Problem requirements: Restate the data below word for word, leaving nothing out.

(Available data Opens)

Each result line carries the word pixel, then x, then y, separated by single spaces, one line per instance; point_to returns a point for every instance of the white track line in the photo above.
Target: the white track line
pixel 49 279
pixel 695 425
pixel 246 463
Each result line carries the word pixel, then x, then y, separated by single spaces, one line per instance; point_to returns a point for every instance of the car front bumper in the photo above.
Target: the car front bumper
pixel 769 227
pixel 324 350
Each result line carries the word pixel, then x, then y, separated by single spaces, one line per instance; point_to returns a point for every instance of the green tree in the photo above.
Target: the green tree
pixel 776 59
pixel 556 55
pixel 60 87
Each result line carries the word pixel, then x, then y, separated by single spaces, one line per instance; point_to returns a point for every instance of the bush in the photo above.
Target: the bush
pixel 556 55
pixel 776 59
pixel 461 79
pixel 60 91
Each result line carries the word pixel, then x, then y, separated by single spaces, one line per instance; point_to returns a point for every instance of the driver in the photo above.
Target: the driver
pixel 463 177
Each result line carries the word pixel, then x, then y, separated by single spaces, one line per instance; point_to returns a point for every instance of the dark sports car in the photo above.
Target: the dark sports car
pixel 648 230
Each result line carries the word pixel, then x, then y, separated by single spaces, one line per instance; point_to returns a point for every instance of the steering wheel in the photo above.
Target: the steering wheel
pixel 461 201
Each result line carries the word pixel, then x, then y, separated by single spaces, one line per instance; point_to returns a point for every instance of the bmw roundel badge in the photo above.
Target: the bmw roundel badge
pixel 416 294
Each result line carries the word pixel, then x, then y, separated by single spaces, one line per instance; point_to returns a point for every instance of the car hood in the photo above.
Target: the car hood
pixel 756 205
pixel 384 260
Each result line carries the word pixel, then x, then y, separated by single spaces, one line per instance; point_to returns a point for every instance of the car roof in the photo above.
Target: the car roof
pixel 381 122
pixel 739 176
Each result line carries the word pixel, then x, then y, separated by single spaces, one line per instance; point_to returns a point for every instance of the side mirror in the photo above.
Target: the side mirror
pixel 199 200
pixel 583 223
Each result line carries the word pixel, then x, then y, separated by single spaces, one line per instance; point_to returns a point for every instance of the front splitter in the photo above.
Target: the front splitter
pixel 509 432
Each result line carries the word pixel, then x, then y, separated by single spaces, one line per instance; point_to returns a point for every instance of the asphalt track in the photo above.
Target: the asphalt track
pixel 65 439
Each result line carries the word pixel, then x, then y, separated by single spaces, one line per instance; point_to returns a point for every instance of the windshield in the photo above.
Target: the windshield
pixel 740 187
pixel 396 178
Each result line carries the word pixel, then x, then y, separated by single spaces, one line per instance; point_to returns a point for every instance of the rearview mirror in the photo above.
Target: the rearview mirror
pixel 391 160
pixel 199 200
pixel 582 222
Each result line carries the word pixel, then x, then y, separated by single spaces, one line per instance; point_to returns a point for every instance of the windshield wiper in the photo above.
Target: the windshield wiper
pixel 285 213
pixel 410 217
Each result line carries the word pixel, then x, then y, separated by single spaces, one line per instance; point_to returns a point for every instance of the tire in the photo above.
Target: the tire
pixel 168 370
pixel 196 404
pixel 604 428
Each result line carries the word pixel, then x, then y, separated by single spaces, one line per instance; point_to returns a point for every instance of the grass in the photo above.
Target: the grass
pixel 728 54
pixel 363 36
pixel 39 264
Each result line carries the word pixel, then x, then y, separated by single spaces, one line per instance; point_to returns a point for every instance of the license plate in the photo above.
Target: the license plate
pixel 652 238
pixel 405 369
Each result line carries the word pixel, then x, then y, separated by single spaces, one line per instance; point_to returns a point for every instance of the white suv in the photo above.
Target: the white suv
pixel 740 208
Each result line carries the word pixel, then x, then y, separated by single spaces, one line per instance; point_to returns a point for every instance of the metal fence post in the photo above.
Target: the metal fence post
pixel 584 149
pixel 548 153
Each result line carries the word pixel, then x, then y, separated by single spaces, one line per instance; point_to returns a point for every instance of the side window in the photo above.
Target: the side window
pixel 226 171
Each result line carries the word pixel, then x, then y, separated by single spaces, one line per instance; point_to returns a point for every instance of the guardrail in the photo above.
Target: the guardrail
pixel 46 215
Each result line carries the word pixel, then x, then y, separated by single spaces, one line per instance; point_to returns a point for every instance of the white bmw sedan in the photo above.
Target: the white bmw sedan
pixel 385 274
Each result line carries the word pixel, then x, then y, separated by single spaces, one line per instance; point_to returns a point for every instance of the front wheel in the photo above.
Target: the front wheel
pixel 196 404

(Available data Closes)

The answer:
Each result line carries the word pixel, then x, then y, separated by single spaces, one line per instance; point_to returns a point for every instance of the white track line in the photo above.
Target: the white track line
pixel 49 279
pixel 695 425
pixel 246 463
Each result line carries the word pixel, then x, then y, separated by single spaces, one line per instance; point_to returns a point for every instance of the car front bumper in the photo above.
Target: the car front bumper
pixel 769 227
pixel 324 350
Each result line carries the word pixel, then x, then y, separated by single spaces, one line per instance; point_to returns a point for every instance of the green tree in the photo above.
Target: the green tree
pixel 776 59
pixel 556 55
pixel 60 87
Each result line carries the word pixel, then x, then y, separated by single spaces, one line per instance; point_to returns a point for every instance of the bush in the photo above.
Target: the bush
pixel 556 55
pixel 776 59
pixel 461 79
pixel 60 91
Each result line carries the word pixel, then x, then y, separated by single spaces, one line per instance; point_to returns a point for every instance of the driver in the photo above.
Target: the driver
pixel 463 177
Each result line carries the word pixel, then x, then y, separated by single spaces, one line per instance; point_to returns a point for every instance of the dark sports car in the photo above.
Target: the dark sports car
pixel 648 230
Each result line carries the word pixel, then x, then y, separated by single spaces, one line per instance; point_to returns a point for every instance of the steering wheel in the photo above.
Target: the steering wheel
pixel 461 201
Each result line carries the word pixel, then x, then y, separated by single spaces, one line per instance; point_to returns a point for every instance of the bmw roundel badge in the photo above.
Target: the bmw roundel badge
pixel 416 294
Each result line carries the word pixel, then x, then y, separated by single spaces, one line per instance; point_to returns a point for every instance of the car hood in the photo above.
Target: the car hood
pixel 756 205
pixel 384 260
Each result line carries the word pixel, then x, then y, separated by single spaces, one line per instance; point_to returns a point for every instance of the car roof in the photo above.
Target: the car roof
pixel 381 122
pixel 739 176
Each result line carries the word pixel, then x, then y, separated by single spaces, one line per instance; point_to returns a point for every instance of the side mirror in the photo above.
Target: the side mirror
pixel 199 200
pixel 583 223
Each result line carries the word pixel, then x, then y, separated by single spaces, one line per instance; point_to returns a point for every instance of the front splitter in the photo above.
Target: the front splitter
pixel 509 432
Each result line carries the word pixel, then x, then y, separated by single spaces, one line per instance; point_to returns a point for every instance of the asphalt track in the photo above.
Target: the asphalt track
pixel 65 439
Each result line carries the word pixel, then x, then y, separated by single spaces, one line per instance; point_to returns a point for every instance of the windshield in the photo above.
Target: the windshield
pixel 740 187
pixel 396 178
Each result line carries the word pixel, then x, then y, separated by single spaces, one line per instance; point_to returns a point for every instance of the rearview mirror in the photo above.
Target: the rearview mirror
pixel 391 160
pixel 199 200
pixel 582 222
Each result line carries the word pixel, then x, then y, separated by single spaces, one line per instance; point_to returns a point for every instance of the windshield wiper in the photo above.
Target: the windshield wiper
pixel 285 213
pixel 410 217
Each result line carries the word pixel, then x, then y, separated by single spaces, one line per instance; point_to returns a point for every instance of the tire in the photo above.
Target: the tire
pixel 168 370
pixel 196 404
pixel 604 428
Each result line carries the word pixel, then x, then y, separated by single spaces, one line per instance; point_to returns a point for every instance of the grass in the photo above.
Target: the grass
pixel 728 54
pixel 363 36
pixel 39 264
Each result line carries the word pixel, then x, then y, separated by single spaces, one line per instance; point_to returns a point for every instance of the license plate in the photo above.
Target: the license plate
pixel 652 238
pixel 405 369
Each result line carries the word pixel, then x, then y, separated by single spaces, one line per instance; point_to returns a point for every instance of the white suv in the photo above.
Target: the white suv
pixel 740 208
Each result line carries the word pixel, then x, then y, separated by single spaces, one line per instance; point_to returns a point for every instance of the metal fence post in the photo above.
Target: the metal fence post
pixel 584 149
pixel 548 153
Each result line carries the word pixel, then x, then y, separated by single spaces, one line per instance; point_to returns a point for every instance of the side window in the photo above.
Target: the side window
pixel 226 171
Each result line carries the word pixel, then x, then y, separated by single spaces, one line per instance; point_to returns a point for every instance of the guardrail in the photo above.
Target: the guardrail
pixel 46 215
Each result line carries the word pixel, then x, then y, separated by single spaces, one line per instance; point_to returns a point for every instance of the white bmw sedan in the photo above.
Target: the white bmw sedan
pixel 385 274
Each result line carries the word pixel, then x, then y, separated by single spaces, one line per instance; point_to returns a point for every instance of the front wheel in the photo above.
Target: the front wheel
pixel 196 404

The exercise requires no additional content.